◆ PROBLEM TO SOLVE: Extract every line of the entries below that contains the word "black".

[Coordinate labeling data]

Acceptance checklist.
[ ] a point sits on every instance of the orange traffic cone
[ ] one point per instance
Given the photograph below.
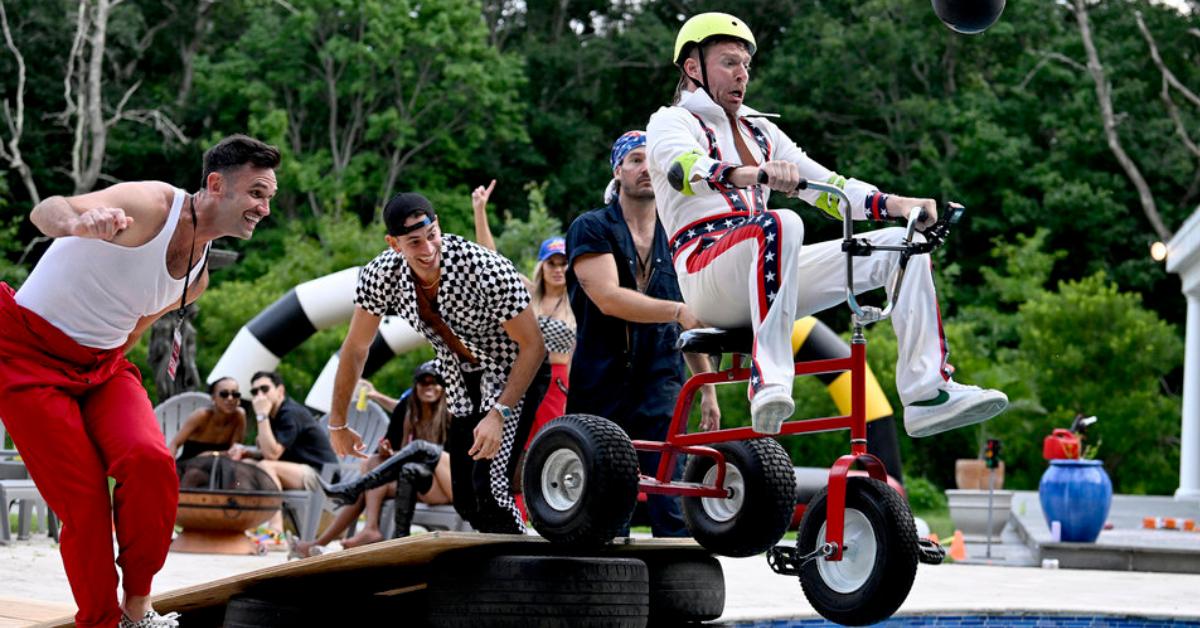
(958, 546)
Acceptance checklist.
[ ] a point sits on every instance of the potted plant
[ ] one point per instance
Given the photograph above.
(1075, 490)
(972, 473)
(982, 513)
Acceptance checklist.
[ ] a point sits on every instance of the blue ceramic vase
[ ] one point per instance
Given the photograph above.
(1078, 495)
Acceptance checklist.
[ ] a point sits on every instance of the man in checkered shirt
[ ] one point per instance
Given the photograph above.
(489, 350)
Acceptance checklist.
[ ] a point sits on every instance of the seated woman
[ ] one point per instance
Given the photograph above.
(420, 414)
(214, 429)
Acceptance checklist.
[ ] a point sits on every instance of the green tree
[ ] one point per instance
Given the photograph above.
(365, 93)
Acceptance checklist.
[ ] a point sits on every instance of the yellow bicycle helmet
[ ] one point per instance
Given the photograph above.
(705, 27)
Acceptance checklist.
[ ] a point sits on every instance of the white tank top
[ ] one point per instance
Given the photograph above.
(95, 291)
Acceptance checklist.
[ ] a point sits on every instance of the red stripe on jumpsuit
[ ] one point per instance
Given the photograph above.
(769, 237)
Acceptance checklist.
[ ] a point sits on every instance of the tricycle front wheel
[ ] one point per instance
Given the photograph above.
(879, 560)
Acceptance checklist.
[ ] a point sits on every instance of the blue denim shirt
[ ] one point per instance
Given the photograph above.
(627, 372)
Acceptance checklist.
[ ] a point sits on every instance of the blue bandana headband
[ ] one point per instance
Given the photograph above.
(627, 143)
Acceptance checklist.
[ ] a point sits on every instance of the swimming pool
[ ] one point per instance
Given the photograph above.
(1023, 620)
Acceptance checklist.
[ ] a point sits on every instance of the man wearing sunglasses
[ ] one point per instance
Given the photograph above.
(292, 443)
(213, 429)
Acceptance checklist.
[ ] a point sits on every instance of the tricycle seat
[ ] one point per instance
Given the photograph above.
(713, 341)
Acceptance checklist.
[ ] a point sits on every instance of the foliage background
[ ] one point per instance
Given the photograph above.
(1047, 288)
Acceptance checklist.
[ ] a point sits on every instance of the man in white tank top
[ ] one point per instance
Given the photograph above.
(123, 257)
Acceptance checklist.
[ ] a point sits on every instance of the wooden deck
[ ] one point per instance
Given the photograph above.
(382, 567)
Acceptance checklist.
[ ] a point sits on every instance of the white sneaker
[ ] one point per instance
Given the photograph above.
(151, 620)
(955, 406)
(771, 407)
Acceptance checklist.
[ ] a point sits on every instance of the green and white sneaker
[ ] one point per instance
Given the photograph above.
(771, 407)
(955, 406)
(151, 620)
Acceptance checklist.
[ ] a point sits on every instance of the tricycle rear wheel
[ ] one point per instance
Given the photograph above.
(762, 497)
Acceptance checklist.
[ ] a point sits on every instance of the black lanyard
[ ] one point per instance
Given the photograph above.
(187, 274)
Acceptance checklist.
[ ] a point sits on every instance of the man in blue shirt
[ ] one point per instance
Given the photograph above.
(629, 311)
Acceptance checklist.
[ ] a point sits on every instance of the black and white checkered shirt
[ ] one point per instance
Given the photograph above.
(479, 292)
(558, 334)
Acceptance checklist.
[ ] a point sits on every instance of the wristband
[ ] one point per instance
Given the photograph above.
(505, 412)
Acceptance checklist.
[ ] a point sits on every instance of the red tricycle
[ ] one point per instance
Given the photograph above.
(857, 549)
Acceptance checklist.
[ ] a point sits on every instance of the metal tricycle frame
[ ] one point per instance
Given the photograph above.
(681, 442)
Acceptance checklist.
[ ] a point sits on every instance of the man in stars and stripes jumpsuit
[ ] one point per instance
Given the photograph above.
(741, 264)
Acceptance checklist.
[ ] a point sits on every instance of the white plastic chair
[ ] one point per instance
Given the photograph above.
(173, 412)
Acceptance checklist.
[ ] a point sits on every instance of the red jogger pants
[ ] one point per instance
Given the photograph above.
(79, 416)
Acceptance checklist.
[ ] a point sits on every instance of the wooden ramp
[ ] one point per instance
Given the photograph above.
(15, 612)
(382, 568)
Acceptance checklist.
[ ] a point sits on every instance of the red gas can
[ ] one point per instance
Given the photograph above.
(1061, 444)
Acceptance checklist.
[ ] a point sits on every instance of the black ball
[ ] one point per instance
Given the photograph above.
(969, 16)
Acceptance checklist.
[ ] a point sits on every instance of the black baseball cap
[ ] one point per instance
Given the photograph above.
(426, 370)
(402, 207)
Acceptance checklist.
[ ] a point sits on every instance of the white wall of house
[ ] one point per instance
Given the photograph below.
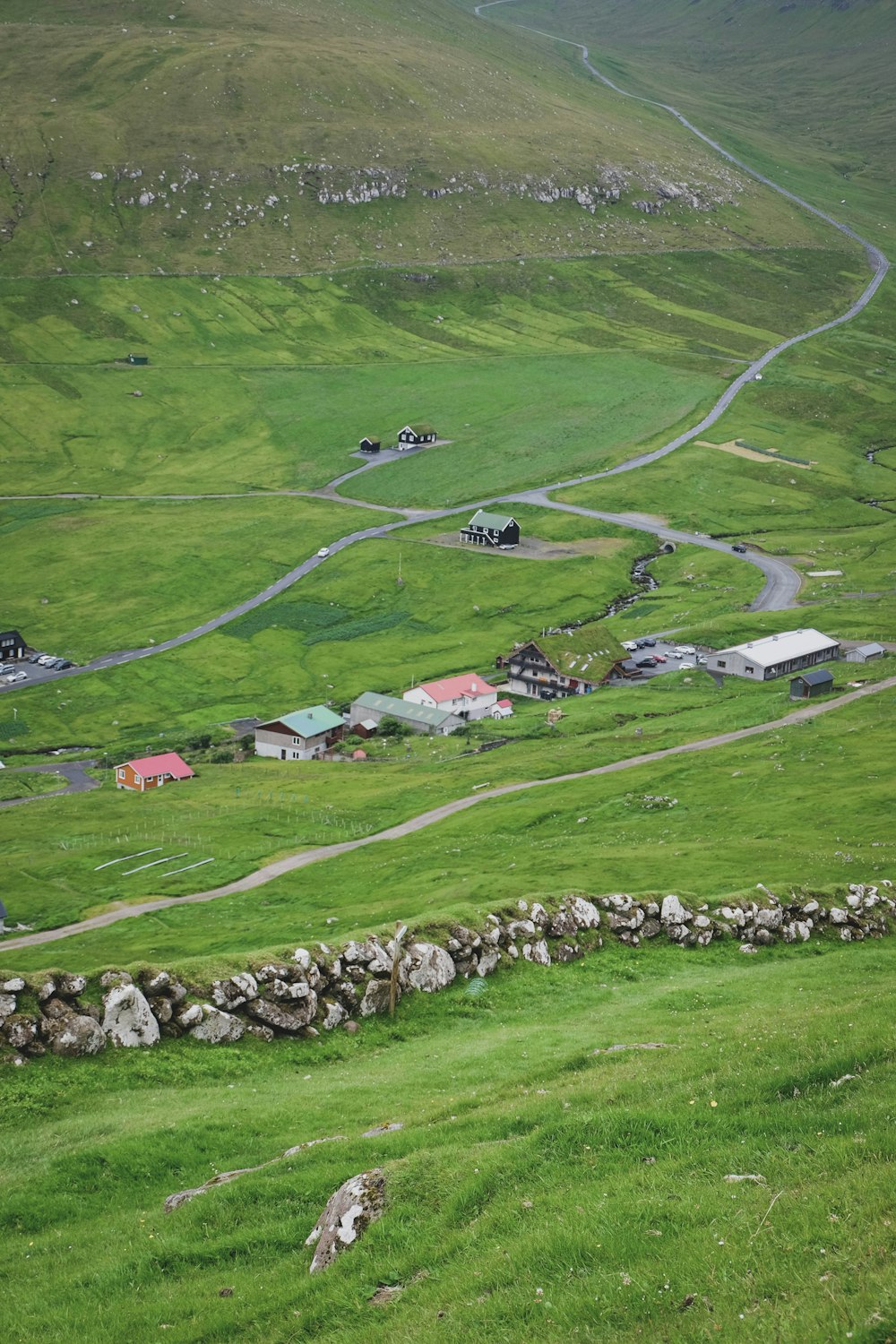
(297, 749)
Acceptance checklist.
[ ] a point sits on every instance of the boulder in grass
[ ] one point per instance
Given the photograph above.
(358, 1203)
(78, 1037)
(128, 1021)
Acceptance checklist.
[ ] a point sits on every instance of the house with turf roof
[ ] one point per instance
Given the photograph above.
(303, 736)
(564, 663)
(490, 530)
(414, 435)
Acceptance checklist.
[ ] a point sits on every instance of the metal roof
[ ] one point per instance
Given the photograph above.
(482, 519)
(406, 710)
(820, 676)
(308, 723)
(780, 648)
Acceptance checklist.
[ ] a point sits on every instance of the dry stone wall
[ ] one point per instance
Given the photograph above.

--

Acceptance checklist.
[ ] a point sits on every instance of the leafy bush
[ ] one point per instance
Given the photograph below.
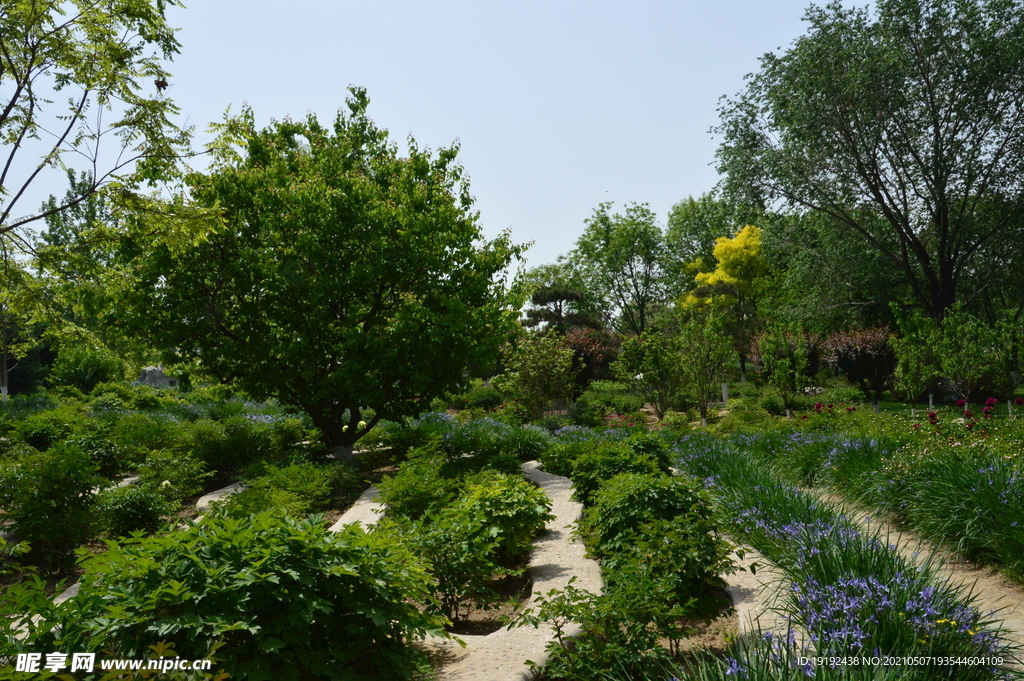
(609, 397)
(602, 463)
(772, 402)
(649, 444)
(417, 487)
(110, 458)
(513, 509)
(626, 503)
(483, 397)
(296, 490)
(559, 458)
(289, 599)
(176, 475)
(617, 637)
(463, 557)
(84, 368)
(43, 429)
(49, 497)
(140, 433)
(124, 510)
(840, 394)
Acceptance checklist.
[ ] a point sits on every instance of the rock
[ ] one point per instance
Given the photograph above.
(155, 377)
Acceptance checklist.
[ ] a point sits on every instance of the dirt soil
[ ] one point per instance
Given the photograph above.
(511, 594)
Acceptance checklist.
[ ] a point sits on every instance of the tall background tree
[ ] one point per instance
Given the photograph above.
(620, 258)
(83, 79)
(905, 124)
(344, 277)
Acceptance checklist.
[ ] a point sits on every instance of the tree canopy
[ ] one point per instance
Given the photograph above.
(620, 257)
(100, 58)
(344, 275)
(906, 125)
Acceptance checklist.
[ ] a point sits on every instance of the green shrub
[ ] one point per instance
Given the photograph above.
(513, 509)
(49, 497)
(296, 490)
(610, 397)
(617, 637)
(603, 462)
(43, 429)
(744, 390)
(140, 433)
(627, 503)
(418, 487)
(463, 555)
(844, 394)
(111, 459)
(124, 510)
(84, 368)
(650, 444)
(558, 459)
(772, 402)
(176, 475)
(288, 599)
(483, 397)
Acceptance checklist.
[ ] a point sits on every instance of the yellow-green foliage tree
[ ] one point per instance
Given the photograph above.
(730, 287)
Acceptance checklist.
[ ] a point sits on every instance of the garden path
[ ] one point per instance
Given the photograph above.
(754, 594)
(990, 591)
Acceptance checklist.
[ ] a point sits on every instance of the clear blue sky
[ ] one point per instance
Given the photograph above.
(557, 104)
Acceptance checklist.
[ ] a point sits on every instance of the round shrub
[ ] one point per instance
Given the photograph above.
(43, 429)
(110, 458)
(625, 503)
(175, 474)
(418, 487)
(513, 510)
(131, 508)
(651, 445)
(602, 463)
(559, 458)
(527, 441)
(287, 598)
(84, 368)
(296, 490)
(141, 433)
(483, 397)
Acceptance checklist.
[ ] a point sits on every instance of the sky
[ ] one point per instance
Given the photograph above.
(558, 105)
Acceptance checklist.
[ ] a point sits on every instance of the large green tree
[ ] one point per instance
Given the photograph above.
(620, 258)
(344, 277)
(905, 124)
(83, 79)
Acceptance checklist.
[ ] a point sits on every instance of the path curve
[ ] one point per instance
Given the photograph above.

* * *

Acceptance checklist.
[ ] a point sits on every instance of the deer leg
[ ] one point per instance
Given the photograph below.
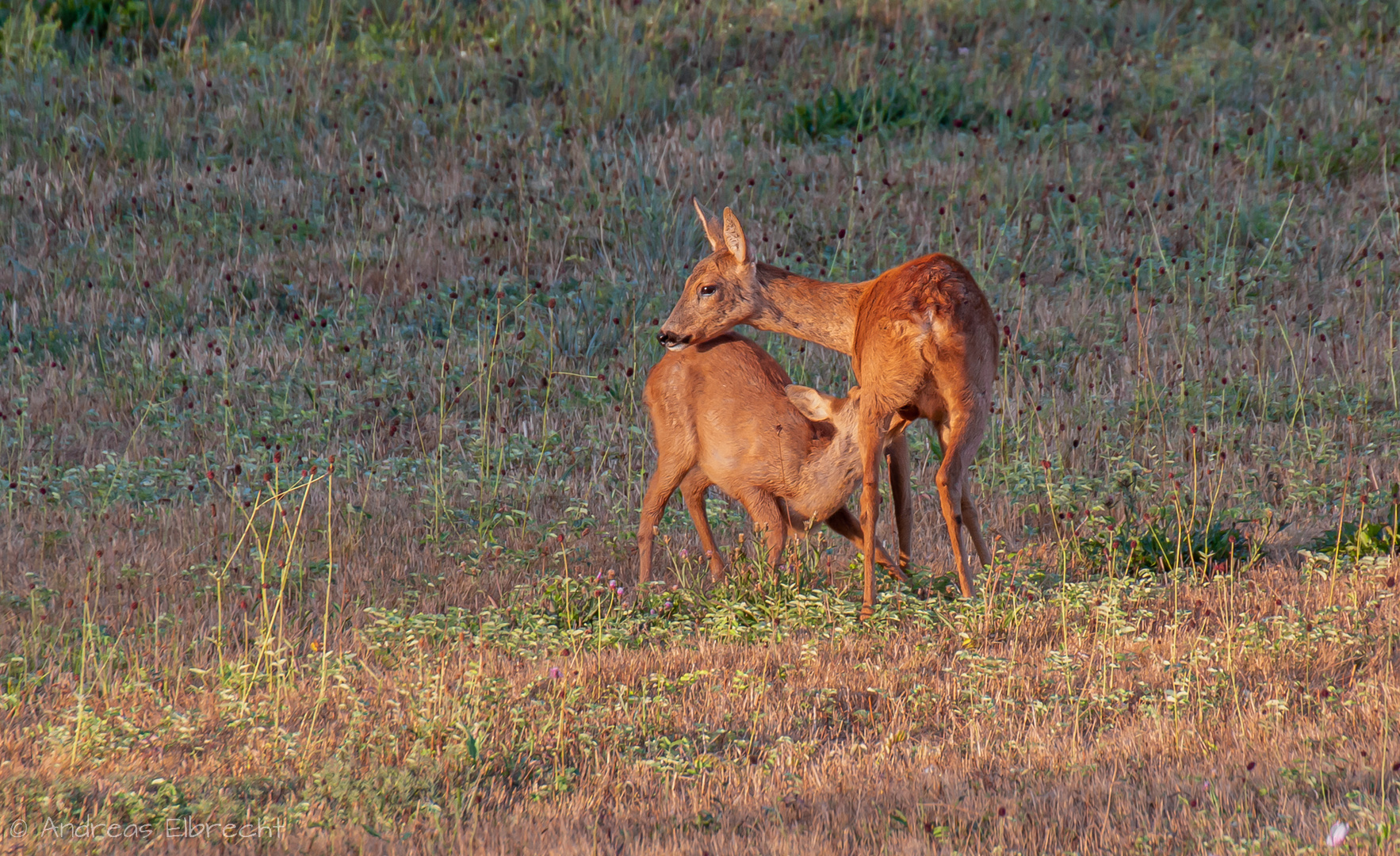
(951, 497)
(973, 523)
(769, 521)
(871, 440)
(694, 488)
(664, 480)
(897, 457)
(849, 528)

◆ COMPLETE RESPONSE:
[ ] a point sits on every instance of the black lanyard
[ ] a point sits on every instance of the black and white checkered shirt
[ ] a point sits on every instance of the black ball
[ ] a point sits on every instance of the black baseball cap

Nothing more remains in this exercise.